### Stored records
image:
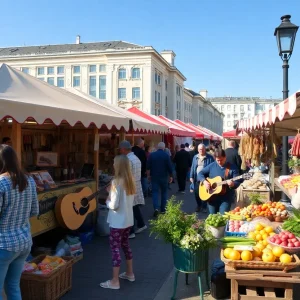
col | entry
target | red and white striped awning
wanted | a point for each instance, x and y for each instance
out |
(286, 111)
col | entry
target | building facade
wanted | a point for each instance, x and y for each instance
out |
(121, 73)
(239, 108)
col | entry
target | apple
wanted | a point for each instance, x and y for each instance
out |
(297, 244)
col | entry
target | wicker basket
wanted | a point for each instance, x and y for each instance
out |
(47, 287)
(240, 264)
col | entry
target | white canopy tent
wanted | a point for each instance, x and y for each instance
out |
(24, 97)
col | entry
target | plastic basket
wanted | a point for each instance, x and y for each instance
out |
(228, 233)
(47, 287)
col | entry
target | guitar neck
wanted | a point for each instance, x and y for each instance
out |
(233, 179)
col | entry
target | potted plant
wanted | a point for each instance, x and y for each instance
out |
(189, 237)
(294, 163)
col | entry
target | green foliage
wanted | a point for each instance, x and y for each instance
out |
(181, 229)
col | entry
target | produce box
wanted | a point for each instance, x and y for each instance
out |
(265, 195)
(50, 286)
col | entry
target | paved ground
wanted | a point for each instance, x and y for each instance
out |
(153, 268)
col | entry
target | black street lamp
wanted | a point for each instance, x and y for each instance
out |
(285, 34)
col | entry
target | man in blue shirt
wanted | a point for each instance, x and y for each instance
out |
(200, 161)
(159, 170)
(222, 202)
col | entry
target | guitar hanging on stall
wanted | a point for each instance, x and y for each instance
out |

### Requirements
Reproduce the full listing faithfully, but do not carry over any pictures.

### Answer below
image:
col | entry
target | red and white striped awning
wanted | a point for each instance, x and y for each instance
out |
(286, 111)
col | entry
target | building facade
wanted | a point for each instance, x and y for each instance
out |
(121, 73)
(239, 108)
col | entry
target | apple
wanted | a point for each instance, x and y for each instance
out |
(297, 244)
col | entry
target | wicker basket
wanted | a point for each instance, x and y for each instance
out |
(47, 287)
(240, 264)
col | entry
target | white canopy tent
wanted | a point for each instance, x and y for each instance
out |
(24, 97)
col | entry
target | plastic basket
wanted | a point for each instance, x and y for each instance
out |
(228, 233)
(47, 287)
col | entry
target | guitar neck
wanted | a point for each instance, x and y for each instance
out |
(233, 179)
col | entry
target | potted plant
wanted | a point for each instance, x and y for each instance
out |
(189, 237)
(294, 163)
col | entry
target | green foliage
wanted | a point for each instance, x and y for each instance
out |
(181, 229)
col | entry
target | produce box
wanted | a point for each instance, x and y for each instance
out |
(265, 195)
(50, 286)
col | entry
target | paved ground
wanted | a point for each instance, x and y for each instance
out |
(153, 268)
col | entry
target | black street lamp
wanted | a point for each instance, x and y for each instance
out |
(285, 34)
col | entry
target | man in blue shirt
wanted | a point for each instance, x and y for each instance
out |
(200, 161)
(159, 170)
(222, 202)
col | entry
target | guitar hanging on stall
wanted | a point for each instance, x and y for each instance
out |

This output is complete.